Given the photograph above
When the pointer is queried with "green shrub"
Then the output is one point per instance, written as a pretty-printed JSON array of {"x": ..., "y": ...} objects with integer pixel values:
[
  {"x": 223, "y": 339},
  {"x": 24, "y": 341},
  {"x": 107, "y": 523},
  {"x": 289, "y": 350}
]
***
Write down the full listing again, exactly.

Given the photograph above
When the pointer is queried with "green shrub"
Then the output is one point per instance, written as a pretty-printed JSON array of {"x": ..., "y": ...} objects with integer pixel values:
[
  {"x": 223, "y": 339},
  {"x": 24, "y": 341},
  {"x": 107, "y": 523},
  {"x": 289, "y": 350}
]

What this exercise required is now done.